Exercise requirements: Reproduce every line of the listing below verbatim, keeping each line in its original order and form.

Excerpted data:

——

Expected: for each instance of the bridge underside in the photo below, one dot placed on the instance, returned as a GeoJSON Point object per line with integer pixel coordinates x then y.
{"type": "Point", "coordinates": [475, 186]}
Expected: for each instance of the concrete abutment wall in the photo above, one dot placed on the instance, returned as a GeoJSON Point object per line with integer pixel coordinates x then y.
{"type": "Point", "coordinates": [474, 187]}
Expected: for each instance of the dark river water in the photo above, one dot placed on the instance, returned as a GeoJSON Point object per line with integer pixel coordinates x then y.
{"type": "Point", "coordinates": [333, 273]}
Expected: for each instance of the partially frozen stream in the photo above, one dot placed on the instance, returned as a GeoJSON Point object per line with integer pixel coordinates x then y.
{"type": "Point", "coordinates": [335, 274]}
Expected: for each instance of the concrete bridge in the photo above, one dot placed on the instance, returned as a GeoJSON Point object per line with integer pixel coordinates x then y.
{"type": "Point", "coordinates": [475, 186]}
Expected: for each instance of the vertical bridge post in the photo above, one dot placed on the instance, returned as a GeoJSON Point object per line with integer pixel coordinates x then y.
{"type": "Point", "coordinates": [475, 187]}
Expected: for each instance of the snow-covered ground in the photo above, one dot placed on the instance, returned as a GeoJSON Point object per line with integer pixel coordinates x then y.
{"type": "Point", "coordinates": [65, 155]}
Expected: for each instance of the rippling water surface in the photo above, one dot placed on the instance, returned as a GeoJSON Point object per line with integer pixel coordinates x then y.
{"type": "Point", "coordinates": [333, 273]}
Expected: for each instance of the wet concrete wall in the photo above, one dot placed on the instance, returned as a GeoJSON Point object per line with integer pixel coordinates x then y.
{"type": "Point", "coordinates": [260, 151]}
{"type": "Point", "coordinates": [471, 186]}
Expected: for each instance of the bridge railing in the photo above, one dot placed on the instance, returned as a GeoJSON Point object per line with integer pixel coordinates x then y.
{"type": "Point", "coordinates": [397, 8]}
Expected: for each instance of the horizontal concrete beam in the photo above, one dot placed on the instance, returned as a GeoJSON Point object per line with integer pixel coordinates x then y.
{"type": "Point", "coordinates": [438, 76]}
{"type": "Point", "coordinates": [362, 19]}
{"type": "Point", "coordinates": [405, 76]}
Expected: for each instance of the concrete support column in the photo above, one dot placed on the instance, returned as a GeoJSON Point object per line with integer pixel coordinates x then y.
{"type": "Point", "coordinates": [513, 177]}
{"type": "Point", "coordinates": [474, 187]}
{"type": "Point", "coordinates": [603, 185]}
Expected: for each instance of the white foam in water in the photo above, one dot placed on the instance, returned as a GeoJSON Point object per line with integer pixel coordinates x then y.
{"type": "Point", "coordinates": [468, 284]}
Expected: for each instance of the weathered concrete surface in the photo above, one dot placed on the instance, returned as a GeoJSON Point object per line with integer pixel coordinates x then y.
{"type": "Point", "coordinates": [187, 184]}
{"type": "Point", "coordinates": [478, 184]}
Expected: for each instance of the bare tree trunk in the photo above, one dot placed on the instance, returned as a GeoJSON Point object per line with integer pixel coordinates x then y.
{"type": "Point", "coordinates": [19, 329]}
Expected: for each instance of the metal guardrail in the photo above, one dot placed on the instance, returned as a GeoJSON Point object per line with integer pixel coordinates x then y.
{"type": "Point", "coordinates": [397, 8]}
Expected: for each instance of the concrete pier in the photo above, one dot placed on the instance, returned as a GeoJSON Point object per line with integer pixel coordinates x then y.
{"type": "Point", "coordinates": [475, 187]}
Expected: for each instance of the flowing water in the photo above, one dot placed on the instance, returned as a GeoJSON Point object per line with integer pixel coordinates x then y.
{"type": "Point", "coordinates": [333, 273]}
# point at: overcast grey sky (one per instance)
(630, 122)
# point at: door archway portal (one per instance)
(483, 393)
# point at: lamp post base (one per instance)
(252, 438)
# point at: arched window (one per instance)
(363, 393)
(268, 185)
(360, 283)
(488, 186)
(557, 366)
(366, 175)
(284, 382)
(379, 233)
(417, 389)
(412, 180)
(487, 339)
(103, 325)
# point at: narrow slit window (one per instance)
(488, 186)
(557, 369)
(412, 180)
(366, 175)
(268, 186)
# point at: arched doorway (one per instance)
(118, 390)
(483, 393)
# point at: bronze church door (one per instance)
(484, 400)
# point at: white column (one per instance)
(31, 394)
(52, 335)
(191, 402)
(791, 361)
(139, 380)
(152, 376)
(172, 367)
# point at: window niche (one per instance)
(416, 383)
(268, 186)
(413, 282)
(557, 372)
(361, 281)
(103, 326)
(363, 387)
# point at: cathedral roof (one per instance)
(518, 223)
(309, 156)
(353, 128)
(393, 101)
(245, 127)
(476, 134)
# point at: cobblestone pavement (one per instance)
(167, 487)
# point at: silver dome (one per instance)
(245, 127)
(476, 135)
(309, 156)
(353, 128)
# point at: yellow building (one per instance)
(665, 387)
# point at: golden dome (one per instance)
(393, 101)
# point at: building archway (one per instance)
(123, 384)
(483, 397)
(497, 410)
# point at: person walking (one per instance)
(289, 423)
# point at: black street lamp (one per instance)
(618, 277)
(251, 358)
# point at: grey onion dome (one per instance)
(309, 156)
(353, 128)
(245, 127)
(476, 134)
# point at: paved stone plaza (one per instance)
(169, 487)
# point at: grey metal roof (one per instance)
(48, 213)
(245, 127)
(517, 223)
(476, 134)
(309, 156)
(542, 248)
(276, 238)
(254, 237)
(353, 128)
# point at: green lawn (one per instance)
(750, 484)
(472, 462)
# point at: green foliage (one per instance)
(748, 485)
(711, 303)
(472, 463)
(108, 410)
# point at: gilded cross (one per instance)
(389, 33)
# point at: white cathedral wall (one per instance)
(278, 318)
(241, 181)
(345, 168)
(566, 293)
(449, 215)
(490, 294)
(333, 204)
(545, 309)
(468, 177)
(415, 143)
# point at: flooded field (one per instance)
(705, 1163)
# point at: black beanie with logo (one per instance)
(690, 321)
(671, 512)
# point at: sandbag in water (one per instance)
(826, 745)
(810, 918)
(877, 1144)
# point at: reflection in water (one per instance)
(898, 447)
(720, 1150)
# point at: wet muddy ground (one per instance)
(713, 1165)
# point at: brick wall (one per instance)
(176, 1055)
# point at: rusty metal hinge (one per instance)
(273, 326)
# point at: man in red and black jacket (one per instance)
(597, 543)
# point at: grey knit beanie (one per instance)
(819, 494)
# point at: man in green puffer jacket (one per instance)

——

Answer for the task:
Expected: for each instance of the bridge underside in the photo below, one dot placed on the instance, returned as a GeoJSON Point object per line with integer pixel coordinates x then y.
{"type": "Point", "coordinates": [475, 186]}
Expected: for each instance of the concrete abutment wall in the photo above, one dot placed on the instance, returned as a GeoJSON Point object per line with integer pixel coordinates x then y.
{"type": "Point", "coordinates": [474, 187]}
Expected: for each instance of the dark river water in the photo above, one dot placed on the instance, returned as a GeoJSON Point object per line with integer pixel coordinates x then y.
{"type": "Point", "coordinates": [333, 273]}
Expected: for each instance of the partially frozen stream in the photo above, one dot placed on the instance, returned as a GeoJSON Point object per line with integer pixel coordinates x then y.
{"type": "Point", "coordinates": [335, 274]}
Expected: for each instance of the concrete bridge in the photo above, one dot placed on the instance, returned as a GeoJSON Point object per line with integer pixel coordinates x then y.
{"type": "Point", "coordinates": [475, 186]}
Expected: for each instance of the vertical bridge post in the photo above, one dot placed on the instance, returned as a GeoJSON Point object per line with integer pixel coordinates x then y.
{"type": "Point", "coordinates": [475, 187]}
Expected: for each instance of the snow-covered ground in the photo above, one dot placed on the instance, returned as a GeoJSON Point object per line with integer pixel coordinates x then y.
{"type": "Point", "coordinates": [65, 155]}
Expected: for each instance of the rippling water surface in the photo above, one dot placed on the instance, returned as a GeoJSON Point object per line with integer pixel coordinates x then y.
{"type": "Point", "coordinates": [333, 273]}
Expected: for each instance of the wet concrete wall in the photo above, one dot placed on the instance, returned as a GeoJSON Point object per line with integer pixel coordinates x then y.
{"type": "Point", "coordinates": [260, 151]}
{"type": "Point", "coordinates": [471, 186]}
Expected: for each instance of the bridge railing in the photo above, one dot placed on the instance, returned as a GeoJSON Point object per line with integer pixel coordinates x then y.
{"type": "Point", "coordinates": [397, 8]}
Expected: for each instance of the horizontal concrete beam in the photo above, one dot placed on the instance, returned as a GeoJSON Point object per line with integer pixel coordinates x then y.
{"type": "Point", "coordinates": [438, 76]}
{"type": "Point", "coordinates": [362, 19]}
{"type": "Point", "coordinates": [405, 76]}
Expected: for each instance of the concrete support column in the photo above, one dot placed on the instance, returned as a GeoJSON Point object per line with integer pixel coordinates x then y.
{"type": "Point", "coordinates": [513, 177]}
{"type": "Point", "coordinates": [474, 187]}
{"type": "Point", "coordinates": [603, 185]}
Expected: for each instance of the white foam in water in the photo above, one dot placed on the instance, returned as a GeoJSON Point object per line with integer pixel coordinates x then y.
{"type": "Point", "coordinates": [468, 284]}
Expected: for each instance of the weathered concrete surface in the photo above, one dot placed on the instance, returned as a GeoJSON Point object per line with integer pixel coordinates x then y.
{"type": "Point", "coordinates": [187, 184]}
{"type": "Point", "coordinates": [478, 184]}
Expected: for each instance of the bare tree trunk in the photo above, one dot placed on the instance, returned as a GeoJSON Point object per line with integer pixel coordinates x then y.
{"type": "Point", "coordinates": [19, 329]}
Expected: for each instance of the metal guardrail in the photo above, one dot placed on the instance, returned as a GeoJSON Point object per line with integer pixel coordinates x then y.
{"type": "Point", "coordinates": [397, 8]}
Expected: for each instance of the concrete pier in the photo above, one dot placed on the instance, returned as a GeoJSON Point object per line with integer pixel coordinates x then y.
{"type": "Point", "coordinates": [475, 187]}
Expected: for each instance of the flowing water in the photo above, one dot placed on the instance, returned as a GeoJSON Point object per line with integer pixel coordinates x then y.
{"type": "Point", "coordinates": [333, 273]}
# point at: overcast grey sky (one per instance)
(630, 122)
# point at: door archway portal (one per instance)
(483, 393)
# point at: lamp post base (one per instance)
(252, 438)
# point at: arched window (one per instance)
(363, 393)
(268, 185)
(360, 283)
(488, 186)
(557, 366)
(366, 175)
(284, 382)
(379, 233)
(417, 389)
(412, 180)
(487, 339)
(103, 325)
# point at: narrow slit window (one per instance)
(488, 186)
(557, 369)
(412, 180)
(366, 175)
(268, 186)
# point at: arched doorway (one per instance)
(118, 390)
(483, 393)
# point at: bronze church door (one per instance)
(484, 400)
# point at: white column (one per instance)
(31, 394)
(52, 335)
(191, 402)
(791, 361)
(139, 380)
(152, 376)
(172, 367)
# point at: window niche (one per instance)
(416, 383)
(268, 186)
(413, 282)
(557, 372)
(361, 281)
(103, 326)
(363, 387)
# point at: cathedral roof (one per instance)
(518, 223)
(309, 156)
(353, 128)
(393, 101)
(245, 127)
(476, 134)
# point at: cobblestone pavement (one per instance)
(167, 487)
# point at: silver dome (one per instance)
(245, 127)
(476, 135)
(309, 156)
(353, 128)
# point at: yellow building (one per instance)
(665, 387)
# point at: golden dome (one per instance)
(393, 101)
# point at: building archway (one per instance)
(123, 384)
(483, 397)
(497, 410)
# point at: person walking (one per instance)
(289, 423)
# point at: black street lamp (one per instance)
(618, 277)
(251, 358)
# point at: grey onion dome (one per instance)
(309, 156)
(353, 128)
(245, 127)
(476, 134)
# point at: paved stone plaza (one per instance)
(169, 487)
# point at: grey metal roof (one per instance)
(48, 213)
(245, 127)
(517, 223)
(476, 134)
(309, 156)
(542, 248)
(276, 238)
(254, 237)
(353, 128)
# point at: green lawn (one per instance)
(750, 484)
(472, 462)
# point at: green foliage (one per instance)
(748, 485)
(711, 303)
(472, 463)
(108, 410)
# point at: gilded cross (one per instance)
(389, 33)
# point at: white cathedral wall (one per instance)
(278, 318)
(241, 181)
(345, 168)
(566, 293)
(449, 215)
(490, 294)
(333, 204)
(545, 309)
(468, 177)
(415, 143)
# point at: flooded field (one per instance)
(705, 1163)
# point at: black beanie with logo (one per instance)
(690, 321)
(671, 512)
# point at: sandbag in water (one per instance)
(826, 745)
(810, 918)
(877, 1144)
# point at: reflection in water (one per instance)
(898, 447)
(720, 1150)
# point at: wet muddy ground (one per instance)
(713, 1165)
# point at: brick wall (one per instance)
(176, 1055)
# point at: rusty metal hinge (one per instance)
(273, 326)
# point at: man in red and black jacket (one per instance)
(597, 543)
# point at: grey knit beanie (one per instance)
(819, 494)
# point at: man in green puffer jacket (one per instance)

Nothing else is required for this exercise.